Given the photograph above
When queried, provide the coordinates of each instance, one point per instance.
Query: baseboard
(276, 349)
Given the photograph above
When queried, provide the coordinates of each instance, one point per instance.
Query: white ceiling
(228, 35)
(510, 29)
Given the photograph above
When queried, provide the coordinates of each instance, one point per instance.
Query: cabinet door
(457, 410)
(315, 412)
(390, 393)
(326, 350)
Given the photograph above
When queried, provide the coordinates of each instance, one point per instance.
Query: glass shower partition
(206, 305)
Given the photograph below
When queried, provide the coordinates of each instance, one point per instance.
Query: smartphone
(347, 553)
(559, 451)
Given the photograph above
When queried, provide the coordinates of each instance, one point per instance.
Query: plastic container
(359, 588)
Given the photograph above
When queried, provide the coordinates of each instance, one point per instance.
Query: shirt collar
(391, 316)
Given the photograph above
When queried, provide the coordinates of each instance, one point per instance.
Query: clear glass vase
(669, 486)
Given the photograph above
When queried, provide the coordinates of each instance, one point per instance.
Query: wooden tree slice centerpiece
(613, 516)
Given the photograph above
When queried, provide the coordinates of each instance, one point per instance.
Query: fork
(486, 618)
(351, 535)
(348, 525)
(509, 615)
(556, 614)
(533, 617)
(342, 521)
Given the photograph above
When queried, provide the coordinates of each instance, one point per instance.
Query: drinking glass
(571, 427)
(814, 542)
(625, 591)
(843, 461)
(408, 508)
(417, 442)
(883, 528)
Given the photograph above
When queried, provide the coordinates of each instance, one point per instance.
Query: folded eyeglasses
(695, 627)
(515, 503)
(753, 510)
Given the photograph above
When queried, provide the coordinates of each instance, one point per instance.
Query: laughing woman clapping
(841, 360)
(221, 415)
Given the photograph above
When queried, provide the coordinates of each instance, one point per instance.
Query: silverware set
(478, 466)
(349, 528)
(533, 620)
━━━━
**What is needed**
Each record above must be given again exactly as written.

**Solution for this task**
Given the photograph above
When queried, provide the coordinates of each instance, one point per instance.
Query: baseboard
(276, 349)
Given the photograph above
When queried, provide the coordinates of each instance, one point per instance.
Query: white ceiling
(228, 35)
(510, 29)
Given the photograph above
When queried, provide the coordinates of each instance, one point per instance.
Query: cabinet door
(457, 410)
(315, 412)
(390, 393)
(326, 350)
Given the photograph above
When queried, provide the coordinates of each instance, one point per instance.
Query: glass shower partition
(206, 305)
Given the photograph below
When queried, provide the coordinates of each instance, one point per instance.
Query: smartphone
(347, 553)
(559, 451)
Given the photograph above
When queried, provide the coordinates of each instance, one point per instance.
Query: plastic container
(359, 588)
Given the photograph above
When queried, provide the coordinates of each instance, one point per instance.
Query: shirt collar
(391, 316)
Given the photograph above
When queried, provide the coordinates of each instance, one point per instance.
Query: clear glass vase
(669, 486)
Given the photograph above
When queried, provide the coordinates of each instance, one point per instance.
Query: wooden tree slice centerpiece
(613, 516)
Given the photograph above
When queried, provide the coordinates of each instance, one point per instance.
Query: fork
(486, 618)
(351, 535)
(348, 525)
(509, 615)
(556, 614)
(533, 617)
(342, 521)
Given the photograph above
When queried, provide the coordinates of each instance, one point per instance.
Query: drinking glass
(571, 427)
(814, 542)
(625, 591)
(843, 461)
(408, 508)
(417, 442)
(883, 528)
Given the photograph above
When queried, provide the coordinates of each instance, one point per instance.
Query: folded eyeglasses
(695, 627)
(515, 503)
(753, 510)
Given the photograph above
When queried, provide the coordinates of each instance, one point per instance.
Query: laughing woman clapping
(841, 360)
(221, 415)
Given the photograph above
When queried, provide the coordinates of each instance, one point per instance.
Query: silverware set
(478, 466)
(349, 528)
(533, 620)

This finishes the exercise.